Goals
• A. Answer these questions about the passage on mental noise:
(i) What does the passage compare the messy stuff in your head to?
(ii) According to the passage, who chooses to let the accusations stay?
(iii) Besides being conferred, what else does the passage say victimhood is?
• B. Reproduce the passage on mental noise from "What happens to" up to and including "come dribbling out.", changing "bruised peach" to "ripe plum".
• C. Summarize the passage on mental noise in two sentences.

Source passage
####################

What happens to the junk in your head?
The messy stuff that looks like a bruised peach – if you even go near it, the skin will break and all the flesh will come dribbling out.
The, ‘I’m useless, this isn’t where I’d planned to be, what on earth am I doing, life is pointless’ stuff. Your script will be slightly different to mine – but you’ve probably rehearsed the lines from infancy, depending upon your family, friends, temperament and life experiences. Maybe it’s less self-pitying and more angry. ‘How dare X treat me this way? This is totally unacceptable and someone needs to pay’. Or perhaps it’s about entitlement ‘This is completely unfair. I deserve better. I should be…’
Regardless of its shape, the question is this – what do you do with all that mental noise? Because here’s the thing. Whatever’s happened to put those accusations in place – we’re the ones who choose to let them stay. We decide if they determine us, or if we determine them.
Of course other people may have treated us badly. We may have been sinned against in terrible, unspeakable ways. But victimhood is not only conferred, it’s also assumed. And we can perpetuate the patterns of abuse that others have begun. In a sense, we have a choice. We can choose to listen to ourselves. Or we can choose to talk to ourselves.

####################

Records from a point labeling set
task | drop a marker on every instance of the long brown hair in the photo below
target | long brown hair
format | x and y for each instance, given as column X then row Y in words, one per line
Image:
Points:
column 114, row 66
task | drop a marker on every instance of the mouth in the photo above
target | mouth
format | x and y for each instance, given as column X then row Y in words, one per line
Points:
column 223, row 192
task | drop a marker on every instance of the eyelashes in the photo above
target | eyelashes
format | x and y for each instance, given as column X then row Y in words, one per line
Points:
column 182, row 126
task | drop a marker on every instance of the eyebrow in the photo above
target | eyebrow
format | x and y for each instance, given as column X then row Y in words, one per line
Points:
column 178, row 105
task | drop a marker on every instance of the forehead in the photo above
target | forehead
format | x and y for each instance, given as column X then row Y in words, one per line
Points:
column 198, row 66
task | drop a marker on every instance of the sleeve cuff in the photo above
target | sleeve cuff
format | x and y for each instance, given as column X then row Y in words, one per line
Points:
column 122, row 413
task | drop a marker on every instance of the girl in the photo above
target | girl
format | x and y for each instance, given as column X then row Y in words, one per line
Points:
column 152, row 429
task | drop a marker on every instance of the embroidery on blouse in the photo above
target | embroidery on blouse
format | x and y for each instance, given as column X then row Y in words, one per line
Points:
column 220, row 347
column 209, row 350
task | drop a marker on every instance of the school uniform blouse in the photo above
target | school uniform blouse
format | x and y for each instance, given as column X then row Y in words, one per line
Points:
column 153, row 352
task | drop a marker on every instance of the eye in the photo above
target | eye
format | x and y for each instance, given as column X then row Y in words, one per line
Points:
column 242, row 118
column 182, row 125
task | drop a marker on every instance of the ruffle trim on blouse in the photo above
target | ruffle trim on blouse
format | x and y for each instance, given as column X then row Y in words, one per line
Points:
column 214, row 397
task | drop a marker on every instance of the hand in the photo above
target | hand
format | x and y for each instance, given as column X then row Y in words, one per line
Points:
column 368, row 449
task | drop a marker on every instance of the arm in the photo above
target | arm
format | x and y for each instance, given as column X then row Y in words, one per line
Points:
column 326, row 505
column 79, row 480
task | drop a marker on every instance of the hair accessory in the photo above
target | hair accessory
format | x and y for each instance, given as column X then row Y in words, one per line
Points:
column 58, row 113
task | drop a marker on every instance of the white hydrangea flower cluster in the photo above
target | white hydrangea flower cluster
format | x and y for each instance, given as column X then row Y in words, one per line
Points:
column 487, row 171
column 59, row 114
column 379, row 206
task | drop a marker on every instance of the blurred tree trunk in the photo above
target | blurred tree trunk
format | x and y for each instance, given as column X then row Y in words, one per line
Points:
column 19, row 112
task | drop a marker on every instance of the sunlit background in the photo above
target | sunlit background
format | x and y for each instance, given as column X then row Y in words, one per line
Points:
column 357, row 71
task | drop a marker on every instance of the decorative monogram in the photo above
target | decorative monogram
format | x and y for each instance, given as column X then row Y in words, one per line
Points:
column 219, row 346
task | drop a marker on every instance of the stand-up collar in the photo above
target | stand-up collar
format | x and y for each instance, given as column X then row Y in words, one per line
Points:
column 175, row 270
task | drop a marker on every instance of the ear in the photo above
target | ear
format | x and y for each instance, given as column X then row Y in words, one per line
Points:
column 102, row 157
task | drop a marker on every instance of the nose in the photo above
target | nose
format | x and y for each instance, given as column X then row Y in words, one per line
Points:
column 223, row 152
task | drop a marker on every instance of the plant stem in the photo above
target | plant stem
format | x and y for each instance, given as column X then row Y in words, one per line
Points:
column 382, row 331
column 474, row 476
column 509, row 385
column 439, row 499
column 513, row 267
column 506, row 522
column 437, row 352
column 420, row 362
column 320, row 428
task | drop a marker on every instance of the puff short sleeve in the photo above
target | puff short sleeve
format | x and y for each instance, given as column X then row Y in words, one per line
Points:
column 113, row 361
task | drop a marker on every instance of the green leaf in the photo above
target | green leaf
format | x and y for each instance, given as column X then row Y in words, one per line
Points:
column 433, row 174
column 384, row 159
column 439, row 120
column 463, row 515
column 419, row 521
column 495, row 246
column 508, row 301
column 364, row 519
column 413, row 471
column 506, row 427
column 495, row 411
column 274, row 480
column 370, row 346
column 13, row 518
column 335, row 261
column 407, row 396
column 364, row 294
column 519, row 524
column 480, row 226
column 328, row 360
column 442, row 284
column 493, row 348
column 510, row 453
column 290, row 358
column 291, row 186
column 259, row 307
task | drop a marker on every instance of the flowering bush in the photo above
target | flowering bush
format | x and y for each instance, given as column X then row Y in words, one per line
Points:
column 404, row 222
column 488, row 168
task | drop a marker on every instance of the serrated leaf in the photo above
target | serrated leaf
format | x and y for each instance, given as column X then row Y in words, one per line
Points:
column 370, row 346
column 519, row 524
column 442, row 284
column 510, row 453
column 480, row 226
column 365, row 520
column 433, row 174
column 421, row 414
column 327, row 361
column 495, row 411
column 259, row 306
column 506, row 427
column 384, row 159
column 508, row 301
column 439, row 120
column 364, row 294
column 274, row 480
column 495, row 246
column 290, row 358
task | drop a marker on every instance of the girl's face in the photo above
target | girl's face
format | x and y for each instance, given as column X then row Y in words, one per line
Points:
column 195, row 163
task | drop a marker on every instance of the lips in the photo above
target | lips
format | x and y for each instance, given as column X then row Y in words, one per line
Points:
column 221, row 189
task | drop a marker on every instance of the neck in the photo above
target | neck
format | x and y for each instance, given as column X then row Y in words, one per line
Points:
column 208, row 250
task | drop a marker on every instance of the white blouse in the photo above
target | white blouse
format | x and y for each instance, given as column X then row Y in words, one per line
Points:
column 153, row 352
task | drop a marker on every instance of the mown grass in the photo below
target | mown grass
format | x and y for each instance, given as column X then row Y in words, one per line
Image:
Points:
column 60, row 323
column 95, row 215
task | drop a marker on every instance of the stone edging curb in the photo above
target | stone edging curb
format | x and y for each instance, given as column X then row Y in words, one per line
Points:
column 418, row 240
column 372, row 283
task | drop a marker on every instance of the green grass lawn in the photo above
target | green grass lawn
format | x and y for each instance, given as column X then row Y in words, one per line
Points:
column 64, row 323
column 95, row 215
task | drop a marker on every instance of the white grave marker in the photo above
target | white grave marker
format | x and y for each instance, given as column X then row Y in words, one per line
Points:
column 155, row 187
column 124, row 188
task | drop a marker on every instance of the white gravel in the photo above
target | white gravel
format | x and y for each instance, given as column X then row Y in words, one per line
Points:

####################

Task-by-task answers
• A.
(i) A bruised peach.
(ii) We do.
(iii) Assumed.

• B.
What happens to the junk in your head?
The messy stuff that looks like a ripe plum – if you even go near it, the skin will break and all the flesh will come dribbling out.

• C. Everyone carries a private script of self-pity, anger or entitlement, and the question is what to do with all that mental noise. Though others may have treated us badly, we choose whether those accusations stay and define us, so we can either listen to ourselves or talk to ourselves.